INSTRUCTION A: Please summarize the gaze study excerpt in two sentences.
INSTRUCTION B: Reproduce the gaze study excerpt word for word, starting at "We anticipated to" and continuing up to and including "in Experiment 2.".

TEXT EXTRACT:
###

The present study was designed to systematically investigate how core features of gaze behavior (including, but not limited to gaze direction) and its emotional context influence person perception in dynamic conversation settings. To gain an extensive and unbiased understanding of gaze-related state and trait judgments, we implemented a two-step methodology. Experiment 1 identified relevant dimensions of person perception using an open-ended response format. While some previous theoretical frameworks a priori assume a fixed set of key dimensions in social evaluation17,61, we deliberately allowed participants to generate spontaneous gaze-associated semantics. In Experiment 2, rating scales were derived from the attributes mentioned in Experiment 1 to systematically quantify the evaluation of different core features of gaze behavior. In both experiments, we presented short video clips of a listener during a conversation and extensively manipulated the listener’s gaze behavior in terms of gaze direction, direction and frequency of gaze shifts, and blink frequency (see Table 1). By using videos of socially embedded conversations rather than static images, we captured the highly dynamic nature of actual social interactions. To account for the context-dependence of social signals, we manipulated the emotional valence of the conversation in the videos by having the short narrative (that the listener supposedly heard) deal with either neutral (e.g., work routines, daily events) or emotionally negative content (e.g., experiences of loss, illness, or failure)34,62. Examples for both neutral and negative narrations are provided in the Supplementary Materials (S1).

Table 1 Overview of factors and conditions of gaze behavior.

We anticipated to replicate some previous findings, such as frequent (vs. infrequent) blinking and gaze shifting being rated less favorably47,48,49,50 and downward gaze being associated with sadness and empathy43,44, especially in emotionally negative contexts34. Critically, our study aimed to substantially expand previous findings by considering a more comprehensive (and unbiased) range of evaluative dimensions regarding numerous distinct features of gaze behavior. Given the multiplicity of our conditions and rating scales, we generated hypotheses based on the observations of Experiment 1 and focused our interpretation mainly on findings that were corroborated or specified in Experiment 2.

###

ENTRIES PROVIDED:
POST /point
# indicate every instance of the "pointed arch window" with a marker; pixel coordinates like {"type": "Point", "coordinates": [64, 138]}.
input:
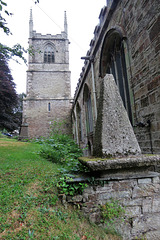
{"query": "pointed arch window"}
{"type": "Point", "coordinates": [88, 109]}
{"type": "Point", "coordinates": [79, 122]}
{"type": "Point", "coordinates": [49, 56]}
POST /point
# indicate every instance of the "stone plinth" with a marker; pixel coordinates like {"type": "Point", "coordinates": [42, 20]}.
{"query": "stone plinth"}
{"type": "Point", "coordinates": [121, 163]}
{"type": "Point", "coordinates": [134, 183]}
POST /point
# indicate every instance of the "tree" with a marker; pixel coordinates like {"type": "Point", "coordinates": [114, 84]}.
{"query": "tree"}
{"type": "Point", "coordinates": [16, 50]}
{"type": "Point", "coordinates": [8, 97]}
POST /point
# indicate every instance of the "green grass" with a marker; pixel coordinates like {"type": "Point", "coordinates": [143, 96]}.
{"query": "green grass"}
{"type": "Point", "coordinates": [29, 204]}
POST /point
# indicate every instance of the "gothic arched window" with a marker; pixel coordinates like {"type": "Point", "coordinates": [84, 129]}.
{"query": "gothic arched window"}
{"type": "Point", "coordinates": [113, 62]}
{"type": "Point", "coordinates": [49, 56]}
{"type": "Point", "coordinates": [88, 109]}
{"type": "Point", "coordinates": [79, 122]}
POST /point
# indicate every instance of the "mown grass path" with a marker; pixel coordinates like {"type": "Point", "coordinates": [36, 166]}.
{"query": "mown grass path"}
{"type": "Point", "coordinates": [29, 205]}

###

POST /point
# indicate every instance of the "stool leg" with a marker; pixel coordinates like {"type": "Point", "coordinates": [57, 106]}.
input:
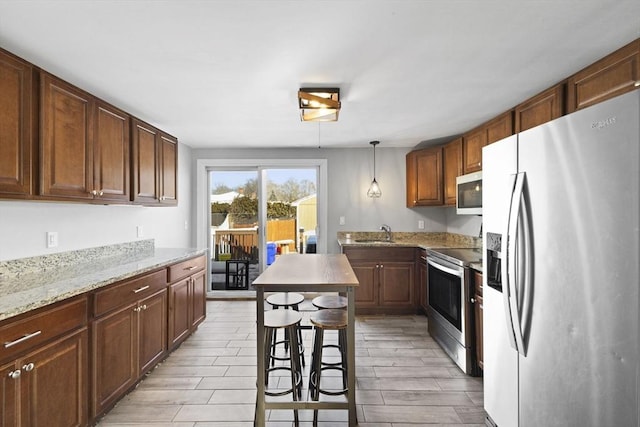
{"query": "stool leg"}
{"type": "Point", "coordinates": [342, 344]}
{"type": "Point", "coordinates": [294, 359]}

###

FINAL ANSWER A: The study used two experiments to examine how features of a listener's gaze behavior and the emotional context of a conversation shape person perception. Experiment 1 collected open-ended responses and Experiment 2 used rating scales derived from them, with participants watching short videos where gaze direction, gaze shifts, and blink frequency were manipulated and the narrative the listener supposedly heard was either neutral or emotionally negative.

FINAL ANSWER B:
We anticipated to replicate some previous findings, such as frequent (vs. infrequent) blinking and gaze shifting being rated less favorably47,48,49,50 and downward gaze being associated with sadness and empathy43,44, especially in emotionally negative contexts34. Critically, our study aimed to substantially expand previous findings by considering a more comprehensive (and unbiased) range of evaluative dimensions regarding numerous distinct features of gaze behavior. Given the multiplicity of our conditions and rating scales, we generated hypotheses based on the observations of Experiment 1 and focused our interpretation mainly on findings that were corroborated or specified in Experiment 2.